Paralelemente, desde pelo menos o Romantismo alemão no século XVIII, o ensaio não apenas surge como emblema para a crítica de arte como, simultaneamente, a poesia se torna mais e mais reflexiva. Na época, Schiller contrastava, sob esse aspecto, a poesia majoritariamente antiga, que seria ingênua e espontânea, à poesia comum à modernidade, que seria sentimental e autorreflexiva - pensando sempre sobre si mesma enquanto se faz. Se a metalinguagem da poesia é tão antiga quanto Homero, ela agora se tornava reflexividade filosófica e exigência poética. Daí que a poesia moderna tenha também, por vezes, tendido, ora mais direta e explicitamente, ora de modo mais velado, ao ensaio. Friedrich Schlegel já chamava o ensaio de um “poema intelectual”, ao mesmo tempo que falava de uma poesia transcendental. Esse legado moderno de radicalidade na transição dos gêneros e das formas é a foz do rio que deságua no oceano contemporâneo.
Oceano que recebe as águas dessa foz moderna sem se privar, entretanto, de criticar sua gramática e seus textos, cujos discursos em torno da certeza e do progresso técnico-científico, histórica e hegemonicamente separaram, dividiram e exploraram o mundo - sendo o colonialismo e o tráfico de pessoas escravizadas a face mais obscura da consciência esclarecida. Um programa ético-político, mas também estético, que não reproduza a violência do pensamento moderno exigiria repensarmos por fora, quer dizer, para além dos limites desses textos, formas outras de realizar a partilha das diferenças. Imaginando arranjos de outros mundos possíveis.
Ideias como as de imaginação e incerteza balizam o pensamento crítico da filósofa e artista Denise Ferreira da Silva (2016). Ao empreender uma crítica à modernidade nas primeiras décadas de nosso século XXI, ela nos convida a pensar a ideia de uma “diferença sem separabilidade”, desamarrando o pensamento dos preceitos cartesianos do método (a certeza e a separabilidade). A ideia de uma “diferença sem separabilidade” parece ir ao encontro da relação positiva entre poesia e ensaio sob o paradigma de uma partilha da incerteza que deseja preservar as diferenças de uma e outro sem, no entanto, separá-los.
Se é assim, esse mundo contemporâneo bem poderia ser resumido por uma fórmula que veio não da sociologia ou das ciências humanas, e nem também do universo das artes ou da estética, mas da física: o princípio da incerteza, formulado por Werner Heisenberg. Involuntariamente, ele, que buscava uma explicação para fenômenos naturais, nomeou um espírito - o da nossa época. Desde que Friedrich Nietzsche sentenciou, ainda no final do século XIX, que “Deus morreu”, a certeza da incerteza ou a incerteza que habita toda certeza instalou-se de modo definitivo entre nós. Pois Deus, aqui, evidentemente não é o ente teológico - que, por definição, é imortal, caso se acredite nele; ou não pode morrer porque não existe, caso não se acredite nele.

DADOS FORNECIDOS ▸
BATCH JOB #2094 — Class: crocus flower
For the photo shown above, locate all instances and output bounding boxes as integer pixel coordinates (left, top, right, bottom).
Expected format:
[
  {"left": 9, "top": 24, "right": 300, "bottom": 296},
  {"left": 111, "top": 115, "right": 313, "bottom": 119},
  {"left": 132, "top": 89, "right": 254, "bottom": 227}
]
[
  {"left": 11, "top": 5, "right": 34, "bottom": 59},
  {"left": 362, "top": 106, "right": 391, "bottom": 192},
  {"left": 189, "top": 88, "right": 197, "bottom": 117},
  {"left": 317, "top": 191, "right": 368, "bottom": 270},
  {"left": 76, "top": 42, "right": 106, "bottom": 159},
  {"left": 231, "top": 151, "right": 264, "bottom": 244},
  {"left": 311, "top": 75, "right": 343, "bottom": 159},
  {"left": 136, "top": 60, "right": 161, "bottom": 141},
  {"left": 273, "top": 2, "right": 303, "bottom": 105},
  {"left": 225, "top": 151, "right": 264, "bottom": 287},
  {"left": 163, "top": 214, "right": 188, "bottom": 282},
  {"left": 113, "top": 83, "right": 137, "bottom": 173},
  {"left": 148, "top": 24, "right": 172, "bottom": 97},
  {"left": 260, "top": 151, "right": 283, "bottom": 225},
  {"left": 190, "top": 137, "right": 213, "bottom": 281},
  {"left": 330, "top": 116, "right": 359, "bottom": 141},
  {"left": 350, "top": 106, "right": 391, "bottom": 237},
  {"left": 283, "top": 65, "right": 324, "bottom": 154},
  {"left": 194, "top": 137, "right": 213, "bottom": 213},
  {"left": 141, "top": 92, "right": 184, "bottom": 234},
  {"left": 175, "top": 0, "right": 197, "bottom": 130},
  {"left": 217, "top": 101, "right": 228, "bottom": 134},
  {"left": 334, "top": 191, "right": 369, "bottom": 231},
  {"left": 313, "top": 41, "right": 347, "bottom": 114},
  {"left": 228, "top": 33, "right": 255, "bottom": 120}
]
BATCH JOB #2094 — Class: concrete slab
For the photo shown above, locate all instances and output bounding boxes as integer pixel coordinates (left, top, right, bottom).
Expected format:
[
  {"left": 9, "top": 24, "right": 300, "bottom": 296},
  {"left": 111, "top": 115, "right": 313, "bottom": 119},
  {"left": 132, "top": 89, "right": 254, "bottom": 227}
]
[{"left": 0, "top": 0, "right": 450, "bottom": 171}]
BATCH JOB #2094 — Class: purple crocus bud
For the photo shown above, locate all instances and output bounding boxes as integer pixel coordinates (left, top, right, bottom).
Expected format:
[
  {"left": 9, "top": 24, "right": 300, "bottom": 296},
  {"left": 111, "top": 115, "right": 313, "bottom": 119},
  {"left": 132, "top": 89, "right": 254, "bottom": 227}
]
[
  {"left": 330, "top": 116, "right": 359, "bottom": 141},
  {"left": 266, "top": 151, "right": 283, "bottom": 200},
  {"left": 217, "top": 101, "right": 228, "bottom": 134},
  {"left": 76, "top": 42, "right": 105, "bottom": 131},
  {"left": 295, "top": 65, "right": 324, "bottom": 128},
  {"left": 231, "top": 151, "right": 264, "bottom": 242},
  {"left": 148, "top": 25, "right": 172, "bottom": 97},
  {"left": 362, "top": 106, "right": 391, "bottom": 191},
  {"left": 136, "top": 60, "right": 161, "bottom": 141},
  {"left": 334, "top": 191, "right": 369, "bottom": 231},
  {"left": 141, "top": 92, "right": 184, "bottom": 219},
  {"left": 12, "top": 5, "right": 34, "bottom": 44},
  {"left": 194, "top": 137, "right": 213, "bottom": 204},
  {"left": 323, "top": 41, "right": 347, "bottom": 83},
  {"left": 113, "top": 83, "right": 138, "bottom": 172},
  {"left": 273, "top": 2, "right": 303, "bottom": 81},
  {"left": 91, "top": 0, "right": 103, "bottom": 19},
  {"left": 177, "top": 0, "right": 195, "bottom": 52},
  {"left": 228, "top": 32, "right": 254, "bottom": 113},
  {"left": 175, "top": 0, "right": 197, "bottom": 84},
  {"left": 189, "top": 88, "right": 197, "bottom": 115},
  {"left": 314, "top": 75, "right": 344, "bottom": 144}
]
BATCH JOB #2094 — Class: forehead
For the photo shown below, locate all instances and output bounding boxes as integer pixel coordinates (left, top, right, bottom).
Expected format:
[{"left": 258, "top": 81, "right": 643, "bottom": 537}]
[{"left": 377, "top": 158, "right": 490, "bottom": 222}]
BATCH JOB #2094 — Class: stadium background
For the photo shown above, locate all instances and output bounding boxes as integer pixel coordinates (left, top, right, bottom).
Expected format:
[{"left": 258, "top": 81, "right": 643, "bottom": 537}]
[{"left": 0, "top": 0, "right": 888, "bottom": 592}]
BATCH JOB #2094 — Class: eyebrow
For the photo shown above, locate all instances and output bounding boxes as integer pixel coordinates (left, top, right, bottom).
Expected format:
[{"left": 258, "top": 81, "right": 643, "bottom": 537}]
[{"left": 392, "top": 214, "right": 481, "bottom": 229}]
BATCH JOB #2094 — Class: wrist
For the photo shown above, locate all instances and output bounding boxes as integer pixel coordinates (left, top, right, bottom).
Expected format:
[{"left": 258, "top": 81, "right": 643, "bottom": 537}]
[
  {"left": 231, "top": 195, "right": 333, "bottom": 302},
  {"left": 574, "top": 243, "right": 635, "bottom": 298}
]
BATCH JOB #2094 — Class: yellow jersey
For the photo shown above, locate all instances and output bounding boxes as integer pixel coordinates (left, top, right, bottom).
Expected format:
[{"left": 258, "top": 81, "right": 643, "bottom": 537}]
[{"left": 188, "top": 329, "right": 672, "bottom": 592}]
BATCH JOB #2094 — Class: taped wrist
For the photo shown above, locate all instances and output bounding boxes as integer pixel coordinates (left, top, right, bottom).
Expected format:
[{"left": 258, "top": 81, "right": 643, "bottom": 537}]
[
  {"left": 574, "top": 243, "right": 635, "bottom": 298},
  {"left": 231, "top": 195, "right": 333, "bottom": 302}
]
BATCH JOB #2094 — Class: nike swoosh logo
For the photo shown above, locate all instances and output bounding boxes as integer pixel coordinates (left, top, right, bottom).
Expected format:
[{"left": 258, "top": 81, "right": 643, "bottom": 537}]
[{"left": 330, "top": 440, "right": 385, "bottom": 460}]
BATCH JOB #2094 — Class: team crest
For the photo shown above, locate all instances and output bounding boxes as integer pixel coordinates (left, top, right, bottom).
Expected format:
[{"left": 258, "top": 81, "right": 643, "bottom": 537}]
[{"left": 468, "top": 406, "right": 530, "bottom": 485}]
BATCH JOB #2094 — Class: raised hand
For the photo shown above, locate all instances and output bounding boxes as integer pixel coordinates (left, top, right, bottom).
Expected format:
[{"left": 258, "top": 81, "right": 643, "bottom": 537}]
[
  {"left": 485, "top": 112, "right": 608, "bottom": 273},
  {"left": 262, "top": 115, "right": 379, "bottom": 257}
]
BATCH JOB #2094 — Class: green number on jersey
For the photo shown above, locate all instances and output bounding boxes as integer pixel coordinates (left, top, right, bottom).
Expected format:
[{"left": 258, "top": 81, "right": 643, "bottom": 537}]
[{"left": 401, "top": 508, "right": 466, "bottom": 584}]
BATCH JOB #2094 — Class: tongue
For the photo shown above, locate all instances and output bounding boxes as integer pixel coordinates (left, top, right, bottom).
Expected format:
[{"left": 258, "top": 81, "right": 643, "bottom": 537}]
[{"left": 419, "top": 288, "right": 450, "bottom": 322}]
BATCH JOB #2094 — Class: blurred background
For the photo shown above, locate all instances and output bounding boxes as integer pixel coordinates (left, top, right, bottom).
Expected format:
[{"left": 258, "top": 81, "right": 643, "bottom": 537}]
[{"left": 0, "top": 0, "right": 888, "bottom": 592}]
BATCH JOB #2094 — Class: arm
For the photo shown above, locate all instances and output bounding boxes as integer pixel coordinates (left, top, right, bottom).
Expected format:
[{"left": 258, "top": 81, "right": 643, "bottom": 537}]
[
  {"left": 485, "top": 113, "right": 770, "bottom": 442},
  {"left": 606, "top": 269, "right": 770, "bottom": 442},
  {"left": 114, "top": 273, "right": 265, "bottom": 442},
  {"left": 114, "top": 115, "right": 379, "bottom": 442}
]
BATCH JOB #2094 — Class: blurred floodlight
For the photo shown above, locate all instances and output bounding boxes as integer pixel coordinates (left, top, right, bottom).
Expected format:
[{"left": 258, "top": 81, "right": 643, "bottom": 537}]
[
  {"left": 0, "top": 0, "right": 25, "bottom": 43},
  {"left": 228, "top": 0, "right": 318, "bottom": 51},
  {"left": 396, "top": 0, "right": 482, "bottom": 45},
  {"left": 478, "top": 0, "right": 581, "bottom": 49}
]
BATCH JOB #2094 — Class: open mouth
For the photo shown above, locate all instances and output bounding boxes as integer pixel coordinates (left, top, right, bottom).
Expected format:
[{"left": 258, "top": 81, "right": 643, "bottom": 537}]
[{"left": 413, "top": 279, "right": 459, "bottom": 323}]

QUESTÕES E TAREFAS ▸
**a)** Imprima o trecho sobre poesia e ensaio entre "Oceano que recebe" e "outros mundos possíveis.", inclusive.
**b)** No trecho sobre poesia e ensaio, como Friedrich Schlegel chamava o ensaio?
**c)** Prossiga com o trecho sobre poesia e ensaio a partir da última frase apresentada.

RESPOSTAS FORNECIDAS ▸
**a)**
Oceano que recebe as águas dessa foz moderna sem se privar, entretanto, de criticar sua gramática e seus textos, cujos discursos em torno da certeza e do progresso técnico-científico, histórica e hegemonicamente separaram, dividiram e exploraram o mundo - sendo o colonialismo e o tráfico de pessoas escravizadas a face mais obscura da consciência esclarecida. Um programa ético-político, mas também estético, que não reproduza a violência do pensamento moderno exigiria repensarmos por fora, quer dizer, para além dos limites desses textos, formas outras de realizar a partilha das diferenças. Imaginando arranjos de outros mundos possíveis.

**b)** De um “poema intelectual”.

**c)**
Era a crença em qualquer verdade metafísica, universal e imutável que declinava, como um belo e antigo sol que se punha. Era o fim da certeza. É significativo também que tenha sido o mesmo Nietzsche quem, propondo um giro antiplatônico para a filosofia, tenha trazido novamente à tona, e com mais força, a poesia, apresentada por ele como parte inseparável do pensamento. Giambattista Vico tinha tentado, em outras bases, repropor a dimensão pensante da poesia ainda no século XVIII, mas foi com Nietzsche, um leitor dos românticos alemães, que a poesia, em muitos sentidos, retornou ao centro do debate filosófico.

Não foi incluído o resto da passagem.